Midlife boomers are increasingly aware that they need to pay attention to the possibility theyll face unforeseen LTC expenses after they retire. Many already are deeply involved in caring for their own parents or other aging relatives, LTC producers point out. The reason the worksite can be a good place to sell to them, producers say, is because many have the problems of their aging parents on their mind while they are on the job.

“Boomers are the caregivers,” points out Larry Lite, president, Lite Financial Services Inc., Albuquerque, N.M. And they are all too aware that ultimately they could be the care receivers.

“Many who are inquiring about long term care today are in their 40s and 50s, whereas a few years ago, it was people in their 60s and 70s,” Lite says.

Selling LTCI at work can be complicated, however. The agent will need ample time in terms of company meetings and face time with individual employees to make it work, Lite says.

“If an employer is onboard and believes truly in this type of product, it will be willing to give you enough time to put your pitch across,” he adds.

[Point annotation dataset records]
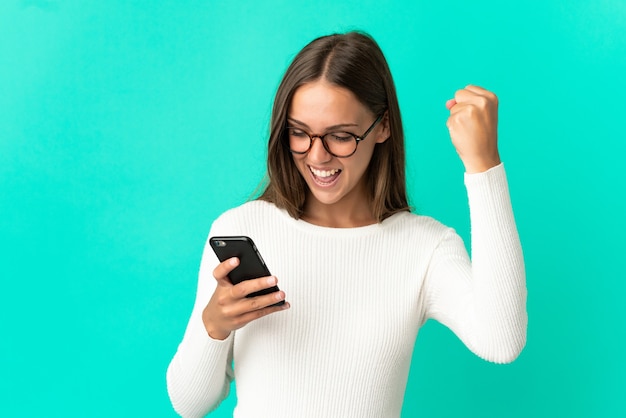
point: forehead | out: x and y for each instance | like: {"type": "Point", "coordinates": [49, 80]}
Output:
{"type": "Point", "coordinates": [320, 102]}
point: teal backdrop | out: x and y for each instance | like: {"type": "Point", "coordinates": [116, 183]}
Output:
{"type": "Point", "coordinates": [126, 127]}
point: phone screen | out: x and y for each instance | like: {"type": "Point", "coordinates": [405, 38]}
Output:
{"type": "Point", "coordinates": [251, 264]}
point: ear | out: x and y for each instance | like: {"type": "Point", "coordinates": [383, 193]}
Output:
{"type": "Point", "coordinates": [384, 132]}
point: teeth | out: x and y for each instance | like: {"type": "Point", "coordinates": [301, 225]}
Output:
{"type": "Point", "coordinates": [323, 173]}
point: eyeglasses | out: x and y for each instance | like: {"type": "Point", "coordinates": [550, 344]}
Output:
{"type": "Point", "coordinates": [337, 144]}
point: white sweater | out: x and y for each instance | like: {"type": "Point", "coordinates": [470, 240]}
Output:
{"type": "Point", "coordinates": [358, 298]}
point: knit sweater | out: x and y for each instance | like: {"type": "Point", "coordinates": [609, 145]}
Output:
{"type": "Point", "coordinates": [358, 298]}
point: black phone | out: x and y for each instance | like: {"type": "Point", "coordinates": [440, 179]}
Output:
{"type": "Point", "coordinates": [251, 264]}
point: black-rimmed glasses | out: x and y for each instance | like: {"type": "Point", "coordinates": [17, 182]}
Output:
{"type": "Point", "coordinates": [338, 144]}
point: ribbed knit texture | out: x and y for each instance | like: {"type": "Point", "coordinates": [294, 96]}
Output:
{"type": "Point", "coordinates": [358, 298]}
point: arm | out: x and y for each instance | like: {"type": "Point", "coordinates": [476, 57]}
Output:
{"type": "Point", "coordinates": [482, 301]}
{"type": "Point", "coordinates": [199, 375]}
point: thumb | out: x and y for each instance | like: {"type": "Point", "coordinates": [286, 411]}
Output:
{"type": "Point", "coordinates": [223, 269]}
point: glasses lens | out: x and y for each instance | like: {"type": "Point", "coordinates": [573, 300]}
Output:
{"type": "Point", "coordinates": [299, 140]}
{"type": "Point", "coordinates": [340, 144]}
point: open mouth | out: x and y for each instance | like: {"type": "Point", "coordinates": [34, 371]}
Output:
{"type": "Point", "coordinates": [325, 177]}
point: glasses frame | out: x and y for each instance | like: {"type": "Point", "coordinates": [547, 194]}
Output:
{"type": "Point", "coordinates": [356, 137]}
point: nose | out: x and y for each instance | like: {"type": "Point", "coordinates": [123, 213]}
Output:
{"type": "Point", "coordinates": [318, 153]}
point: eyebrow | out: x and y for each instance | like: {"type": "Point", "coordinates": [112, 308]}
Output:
{"type": "Point", "coordinates": [329, 128]}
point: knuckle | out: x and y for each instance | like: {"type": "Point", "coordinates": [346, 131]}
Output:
{"type": "Point", "coordinates": [254, 304]}
{"type": "Point", "coordinates": [222, 300]}
{"type": "Point", "coordinates": [482, 101]}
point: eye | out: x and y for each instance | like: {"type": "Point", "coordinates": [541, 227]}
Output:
{"type": "Point", "coordinates": [297, 133]}
{"type": "Point", "coordinates": [340, 137]}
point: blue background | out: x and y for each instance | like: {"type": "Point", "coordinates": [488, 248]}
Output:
{"type": "Point", "coordinates": [126, 127]}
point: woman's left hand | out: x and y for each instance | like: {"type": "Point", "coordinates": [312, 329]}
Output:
{"type": "Point", "coordinates": [473, 126]}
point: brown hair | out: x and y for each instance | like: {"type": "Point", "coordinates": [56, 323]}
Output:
{"type": "Point", "coordinates": [353, 61]}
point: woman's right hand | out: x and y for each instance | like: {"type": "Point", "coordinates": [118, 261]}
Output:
{"type": "Point", "coordinates": [229, 308]}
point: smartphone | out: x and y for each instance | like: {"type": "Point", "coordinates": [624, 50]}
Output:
{"type": "Point", "coordinates": [251, 264]}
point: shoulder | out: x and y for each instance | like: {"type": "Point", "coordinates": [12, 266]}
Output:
{"type": "Point", "coordinates": [240, 218]}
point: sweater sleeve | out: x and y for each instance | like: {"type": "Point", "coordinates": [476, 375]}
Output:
{"type": "Point", "coordinates": [483, 301]}
{"type": "Point", "coordinates": [199, 375]}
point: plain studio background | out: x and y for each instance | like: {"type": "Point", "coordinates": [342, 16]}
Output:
{"type": "Point", "coordinates": [126, 127]}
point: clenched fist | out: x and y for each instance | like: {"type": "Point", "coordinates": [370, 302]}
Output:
{"type": "Point", "coordinates": [473, 126]}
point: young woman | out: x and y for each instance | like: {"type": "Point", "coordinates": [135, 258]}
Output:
{"type": "Point", "coordinates": [361, 273]}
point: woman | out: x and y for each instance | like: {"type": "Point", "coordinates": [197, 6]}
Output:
{"type": "Point", "coordinates": [361, 272]}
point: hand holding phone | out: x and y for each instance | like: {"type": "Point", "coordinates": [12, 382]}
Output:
{"type": "Point", "coordinates": [245, 291]}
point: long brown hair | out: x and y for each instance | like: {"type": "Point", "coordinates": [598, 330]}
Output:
{"type": "Point", "coordinates": [353, 61]}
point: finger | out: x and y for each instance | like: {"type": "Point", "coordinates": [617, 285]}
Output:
{"type": "Point", "coordinates": [260, 313]}
{"type": "Point", "coordinates": [223, 269]}
{"type": "Point", "coordinates": [261, 302]}
{"type": "Point", "coordinates": [247, 287]}
{"type": "Point", "coordinates": [477, 90]}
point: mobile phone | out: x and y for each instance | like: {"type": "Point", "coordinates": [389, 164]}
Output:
{"type": "Point", "coordinates": [251, 264]}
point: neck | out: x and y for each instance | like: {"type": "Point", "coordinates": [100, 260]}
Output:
{"type": "Point", "coordinates": [347, 213]}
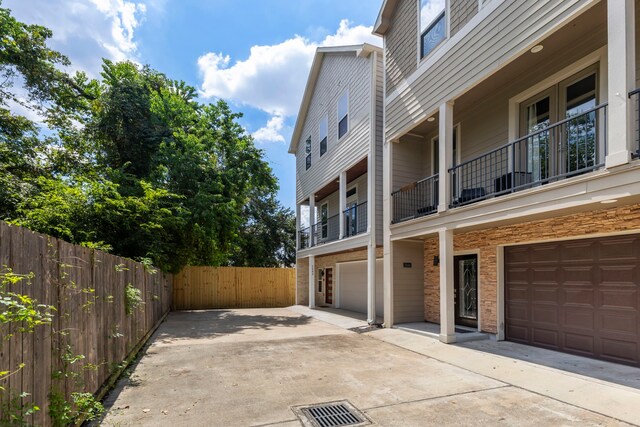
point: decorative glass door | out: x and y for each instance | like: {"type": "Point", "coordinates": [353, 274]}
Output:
{"type": "Point", "coordinates": [466, 290]}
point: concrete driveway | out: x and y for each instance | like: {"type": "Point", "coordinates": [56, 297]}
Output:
{"type": "Point", "coordinates": [250, 367]}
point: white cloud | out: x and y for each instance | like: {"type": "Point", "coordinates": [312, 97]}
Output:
{"type": "Point", "coordinates": [273, 77]}
{"type": "Point", "coordinates": [272, 131]}
{"type": "Point", "coordinates": [87, 31]}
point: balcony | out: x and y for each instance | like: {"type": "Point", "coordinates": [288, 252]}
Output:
{"type": "Point", "coordinates": [355, 220]}
{"type": "Point", "coordinates": [415, 200]}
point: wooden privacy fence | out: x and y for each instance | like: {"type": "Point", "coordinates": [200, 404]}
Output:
{"type": "Point", "coordinates": [199, 288]}
{"type": "Point", "coordinates": [95, 326]}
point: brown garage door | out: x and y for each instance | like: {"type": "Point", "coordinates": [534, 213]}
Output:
{"type": "Point", "coordinates": [580, 296]}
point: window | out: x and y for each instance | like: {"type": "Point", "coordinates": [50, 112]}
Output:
{"type": "Point", "coordinates": [343, 114]}
{"type": "Point", "coordinates": [308, 152]}
{"type": "Point", "coordinates": [432, 25]}
{"type": "Point", "coordinates": [570, 148]}
{"type": "Point", "coordinates": [324, 130]}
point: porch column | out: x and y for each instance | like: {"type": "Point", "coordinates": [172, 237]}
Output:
{"type": "Point", "coordinates": [621, 80]}
{"type": "Point", "coordinates": [312, 281]}
{"type": "Point", "coordinates": [343, 201]}
{"type": "Point", "coordinates": [387, 175]}
{"type": "Point", "coordinates": [312, 218]}
{"type": "Point", "coordinates": [445, 148]}
{"type": "Point", "coordinates": [298, 222]}
{"type": "Point", "coordinates": [447, 308]}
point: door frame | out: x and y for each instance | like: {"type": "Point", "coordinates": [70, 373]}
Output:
{"type": "Point", "coordinates": [476, 253]}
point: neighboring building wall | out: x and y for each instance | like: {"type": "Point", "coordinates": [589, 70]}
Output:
{"type": "Point", "coordinates": [520, 24]}
{"type": "Point", "coordinates": [338, 72]}
{"type": "Point", "coordinates": [586, 224]}
{"type": "Point", "coordinates": [401, 44]}
{"type": "Point", "coordinates": [302, 281]}
{"type": "Point", "coordinates": [461, 12]}
{"type": "Point", "coordinates": [408, 282]}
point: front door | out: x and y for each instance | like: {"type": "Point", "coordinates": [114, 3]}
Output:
{"type": "Point", "coordinates": [466, 289]}
{"type": "Point", "coordinates": [328, 277]}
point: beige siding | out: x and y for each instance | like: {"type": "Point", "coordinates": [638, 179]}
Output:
{"type": "Point", "coordinates": [408, 283]}
{"type": "Point", "coordinates": [401, 44]}
{"type": "Point", "coordinates": [338, 72]}
{"type": "Point", "coordinates": [461, 12]}
{"type": "Point", "coordinates": [511, 27]}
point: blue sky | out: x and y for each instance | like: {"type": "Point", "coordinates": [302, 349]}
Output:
{"type": "Point", "coordinates": [255, 54]}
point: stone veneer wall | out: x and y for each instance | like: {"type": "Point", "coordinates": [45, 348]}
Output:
{"type": "Point", "coordinates": [586, 224]}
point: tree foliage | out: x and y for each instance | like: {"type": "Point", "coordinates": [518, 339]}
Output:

◆ Problem set:
- 1) Pull out every line in the records that contains the word "brown".
- 2) Carry the article on selling long-term care insurance to boomers at the worksite forward from its last sentence.

◆ Results:
- 1)
point: brown hair | out: x and y for each instance | like: {"type": "Point", "coordinates": [56, 323]}
point: long brown hair | out: x and y for each instance | like: {"type": "Point", "coordinates": [598, 330]}
point: brown garage door | out: x and y for each instance | like: {"type": "Point", "coordinates": [534, 213]}

- 2)
For producers, the most lucrative policies are for top executives. “More sales are going on in small businesses with 20 employees or less, because small corporations or sole proprietors might want to purchase this insurance as a key-man benefit,” Lite says.

Sharil Baxter, Kansas City sales manager and national education officer for LTCI Partners LLC, Madison, Wis., agrees.

“Where were seeing the most growth is in executive carveouts,” Baxter says. “The tax rules will allow the employer to discriminate, to decide which employees you want to cover. So, lots of businesses will pick the owner or partners only to participate.”

Many small business owners like the idea of deciding how much they want to spend on the benefit, she points out. “But its particularly attractive to C corporations because any amount of LTC premium is a business deduction to a C corporation, and most do pay the premium for their executives carveout,” Baxter explains.

Such plans are exempt from antidiscrimination rules imposed by the IRS on many executive-type benefits, Baxter says, so highly paid employees dont have to pay income tax on the employers contribution to the plan or on benefits received.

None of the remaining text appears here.